## [Data provided]
================================
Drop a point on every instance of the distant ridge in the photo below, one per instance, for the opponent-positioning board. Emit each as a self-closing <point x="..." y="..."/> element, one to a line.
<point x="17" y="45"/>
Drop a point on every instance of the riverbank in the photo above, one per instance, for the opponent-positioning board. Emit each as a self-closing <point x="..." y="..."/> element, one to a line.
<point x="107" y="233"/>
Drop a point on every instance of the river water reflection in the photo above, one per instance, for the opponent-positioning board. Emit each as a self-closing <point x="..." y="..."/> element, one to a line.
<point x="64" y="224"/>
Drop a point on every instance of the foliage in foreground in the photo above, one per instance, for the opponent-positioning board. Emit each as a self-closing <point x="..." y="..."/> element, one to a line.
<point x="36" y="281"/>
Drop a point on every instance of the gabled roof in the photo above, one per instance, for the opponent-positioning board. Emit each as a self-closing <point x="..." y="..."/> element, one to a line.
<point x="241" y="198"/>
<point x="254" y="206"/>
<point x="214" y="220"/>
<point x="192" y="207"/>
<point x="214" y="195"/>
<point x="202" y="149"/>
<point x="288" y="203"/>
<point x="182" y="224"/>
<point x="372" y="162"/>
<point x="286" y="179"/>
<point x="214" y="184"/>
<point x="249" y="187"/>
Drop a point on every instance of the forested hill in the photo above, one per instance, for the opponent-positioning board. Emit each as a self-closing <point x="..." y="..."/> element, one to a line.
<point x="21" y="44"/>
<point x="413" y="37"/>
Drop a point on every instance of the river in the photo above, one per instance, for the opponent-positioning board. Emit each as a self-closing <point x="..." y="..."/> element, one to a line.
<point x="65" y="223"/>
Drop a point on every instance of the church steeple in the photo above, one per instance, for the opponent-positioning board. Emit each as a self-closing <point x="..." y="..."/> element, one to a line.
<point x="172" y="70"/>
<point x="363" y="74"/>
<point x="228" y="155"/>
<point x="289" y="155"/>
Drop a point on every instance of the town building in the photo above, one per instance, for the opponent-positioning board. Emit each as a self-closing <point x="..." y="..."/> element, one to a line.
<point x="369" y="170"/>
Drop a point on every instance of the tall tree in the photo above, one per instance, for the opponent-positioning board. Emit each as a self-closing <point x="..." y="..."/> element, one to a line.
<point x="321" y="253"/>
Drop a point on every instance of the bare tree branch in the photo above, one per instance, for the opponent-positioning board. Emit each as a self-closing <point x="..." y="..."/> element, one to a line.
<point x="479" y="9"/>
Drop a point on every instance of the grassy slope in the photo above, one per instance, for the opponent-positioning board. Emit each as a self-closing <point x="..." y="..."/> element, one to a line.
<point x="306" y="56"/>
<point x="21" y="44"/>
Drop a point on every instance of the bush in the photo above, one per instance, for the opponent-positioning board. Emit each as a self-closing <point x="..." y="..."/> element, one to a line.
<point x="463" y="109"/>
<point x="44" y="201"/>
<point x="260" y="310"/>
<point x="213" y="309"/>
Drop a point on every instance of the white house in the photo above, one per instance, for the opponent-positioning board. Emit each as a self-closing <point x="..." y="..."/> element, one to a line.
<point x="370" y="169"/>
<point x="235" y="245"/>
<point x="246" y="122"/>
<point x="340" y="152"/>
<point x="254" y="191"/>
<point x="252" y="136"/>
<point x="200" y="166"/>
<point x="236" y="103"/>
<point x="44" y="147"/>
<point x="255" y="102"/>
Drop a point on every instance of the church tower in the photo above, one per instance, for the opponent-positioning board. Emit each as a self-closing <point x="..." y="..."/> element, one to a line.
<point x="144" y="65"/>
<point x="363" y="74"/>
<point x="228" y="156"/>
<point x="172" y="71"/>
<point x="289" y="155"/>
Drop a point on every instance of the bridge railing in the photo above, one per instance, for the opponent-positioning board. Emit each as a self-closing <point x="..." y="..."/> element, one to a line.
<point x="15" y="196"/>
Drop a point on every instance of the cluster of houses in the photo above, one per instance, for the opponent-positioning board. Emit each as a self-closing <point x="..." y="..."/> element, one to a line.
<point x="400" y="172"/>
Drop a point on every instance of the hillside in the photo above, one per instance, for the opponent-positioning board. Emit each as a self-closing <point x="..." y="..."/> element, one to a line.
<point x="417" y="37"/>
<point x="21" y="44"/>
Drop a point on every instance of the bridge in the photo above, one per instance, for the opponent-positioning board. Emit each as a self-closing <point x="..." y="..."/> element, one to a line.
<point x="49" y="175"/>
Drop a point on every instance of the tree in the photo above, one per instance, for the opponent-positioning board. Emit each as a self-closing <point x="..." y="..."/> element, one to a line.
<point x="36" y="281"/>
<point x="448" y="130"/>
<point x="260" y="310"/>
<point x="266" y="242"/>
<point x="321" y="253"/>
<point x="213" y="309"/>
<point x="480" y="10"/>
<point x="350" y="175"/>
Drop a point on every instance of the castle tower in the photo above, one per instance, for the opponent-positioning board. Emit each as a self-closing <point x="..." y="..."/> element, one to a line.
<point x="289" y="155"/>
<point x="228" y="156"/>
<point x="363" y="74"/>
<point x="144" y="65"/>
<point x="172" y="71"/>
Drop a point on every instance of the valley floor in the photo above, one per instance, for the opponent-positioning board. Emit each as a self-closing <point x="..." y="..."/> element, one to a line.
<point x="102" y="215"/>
================================
## [Requirement]
Quote exactly what appears from the line containing "Drop a point on every instance of the bridge in" through the final line of the listing above, including both of those lines.

## [Task result]
Drop a point on every instance of the bridge in the photo above, one per instance, for the opponent-positioning board. Emit each as a self-closing <point x="..." y="..."/> element, one to a line.
<point x="49" y="175"/>
Drop a point on every instance of the tree in the photo above, one per instance, for the opponent-positioning board. Emit each as a self-closing <point x="..." y="..."/> element, one to a line.
<point x="36" y="281"/>
<point x="448" y="130"/>
<point x="260" y="310"/>
<point x="266" y="242"/>
<point x="321" y="253"/>
<point x="213" y="309"/>
<point x="480" y="10"/>
<point x="350" y="175"/>
Drop a point on every instance of the castle tower in the photo above, one per instance, for the opponent-positioning board. Emit each as a self-closing <point x="..." y="..."/> element, one to a line.
<point x="289" y="155"/>
<point x="228" y="156"/>
<point x="363" y="74"/>
<point x="144" y="65"/>
<point x="172" y="71"/>
Drop a point on every instance of the valley floor in the photo above, one per instance, for the opponent-positioning board. Emit each as a self-closing <point x="..." y="..."/> element, one to a line.
<point x="102" y="215"/>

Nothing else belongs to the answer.